According to the latest report from Cornerstone Research, which it jointly prepared with the Stanford Securities Class Action Clearinghouse, titled “Securities Class Action Filings – 2017 Mid-Year Assessment,” securities class action lawsuits hit a record pace during the first 6 months of 2017. (The press release announcing the issuance of the Report can be found here.) By the end of June 2017, plaintiffs filed 226 securities fraud class actions in federal court, more than in any equivalent period since the enactment of the Private Securities Litigation Reform Act of 1995 (“PSLRA”). The surge in 2017 represents an increase of 135 percent of the semiannual average of class action filings (96 filings) between 1997 and 2016, and a 49 percent increase over the 152 filings in the second half of 2016.

Projecting forward for the entire year, plaintiffs are on pace to file 452 federal securities fraud class actions, which would represent an increase of 135 percent over the 1997-2016 annual average of 192 filings, and an increase of 66 percent over the number of filings in 2016 (272 actions). To put this surge in even more perspective, over the last year and a half, there have been more securities class action filings in federal court than in any comparable period since the PLSRA became law.

“If the litigation rate of traditional securities class actions in the second half of 2017 equals that of the first half, the annual rate will nearly double the historical average,” said Dr. John Gould, a senior vice president at Cornerstone Research. “If one considers M&A filings as well, 2017 is on pace to be more than double the historical average.”

TASKS TO PERFORM –
[1] In the passage on securities class action filings, how many securities fraud class actions did plaintiffs file in federal court by the end of June 2017?
[2] Render this sentence from the passage on securities class action filings in Spanish: "By the end of June 2017, plaintiffs filed 226 securities fraud class actions in federal court, more than in any equivalent period since the enactment of the Private Securities Litigation Reform Act of 1995 (“PSLRA”)."

ENTRIES PROVIDED –
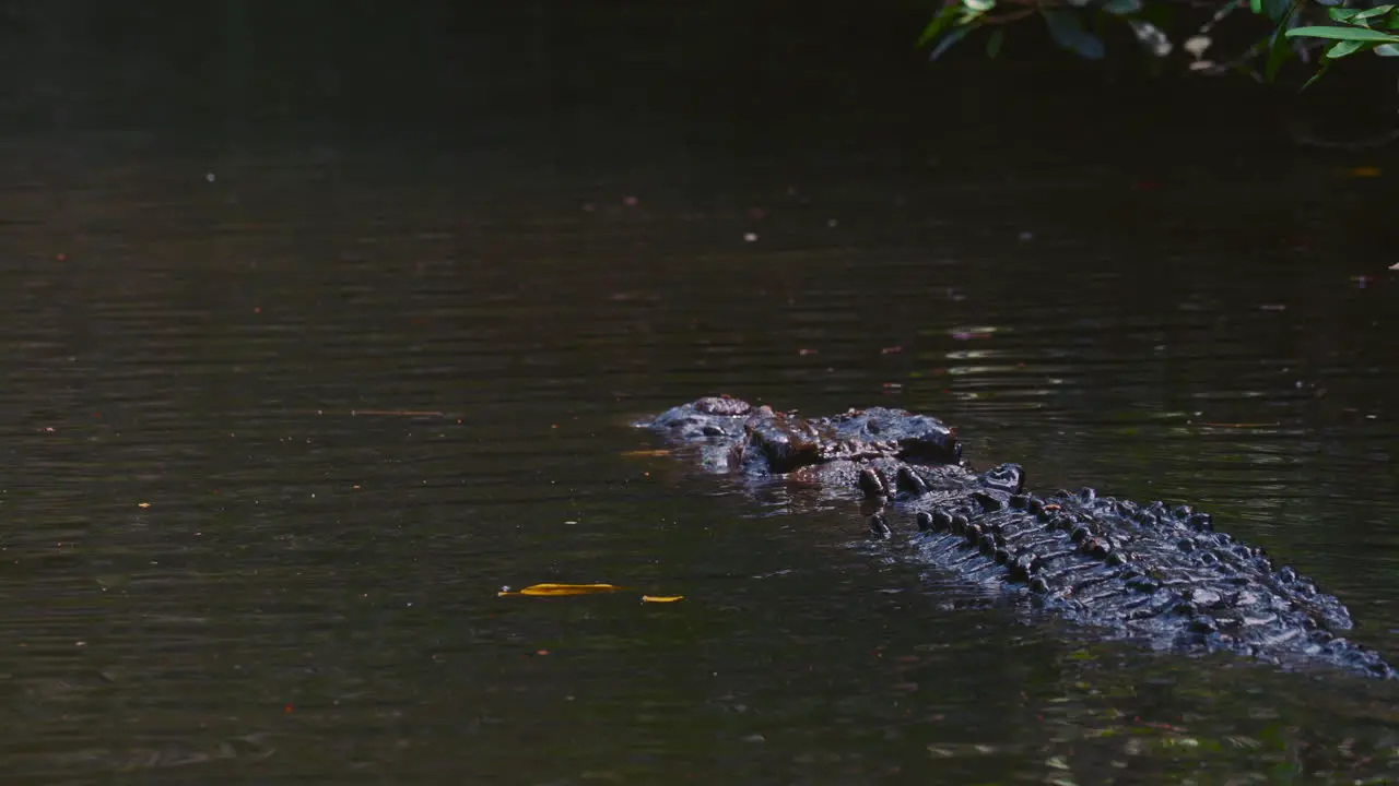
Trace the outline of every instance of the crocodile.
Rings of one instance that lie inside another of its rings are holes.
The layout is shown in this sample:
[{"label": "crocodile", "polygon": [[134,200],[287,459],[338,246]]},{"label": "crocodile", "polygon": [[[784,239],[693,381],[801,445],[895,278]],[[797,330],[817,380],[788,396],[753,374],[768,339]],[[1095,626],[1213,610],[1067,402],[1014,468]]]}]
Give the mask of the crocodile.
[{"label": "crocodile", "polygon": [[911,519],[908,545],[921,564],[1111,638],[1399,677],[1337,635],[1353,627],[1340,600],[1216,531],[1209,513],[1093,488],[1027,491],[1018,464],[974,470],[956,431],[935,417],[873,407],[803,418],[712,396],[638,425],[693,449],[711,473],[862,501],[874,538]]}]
---
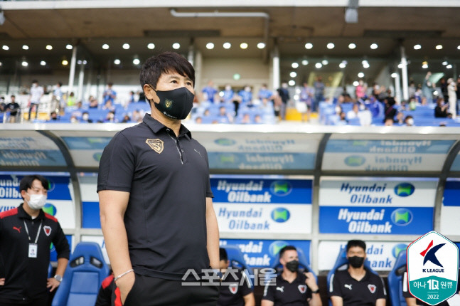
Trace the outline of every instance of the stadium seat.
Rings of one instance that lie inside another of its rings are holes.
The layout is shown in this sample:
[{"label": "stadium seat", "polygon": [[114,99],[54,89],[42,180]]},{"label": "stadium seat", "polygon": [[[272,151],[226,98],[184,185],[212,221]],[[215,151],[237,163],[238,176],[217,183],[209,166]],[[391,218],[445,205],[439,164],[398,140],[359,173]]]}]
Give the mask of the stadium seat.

OUTPUTS BY TASK –
[1] 226

[2] Para finales de junio de 2017, los demandantes presentaron 226 demandas colectivas por fraude de valores ante tribunales federales, más que en cualquier período equivalente desde la promulgación de la Ley de Reforma del Litigio Privado sobre Valores de 1995 (“PSLRA”).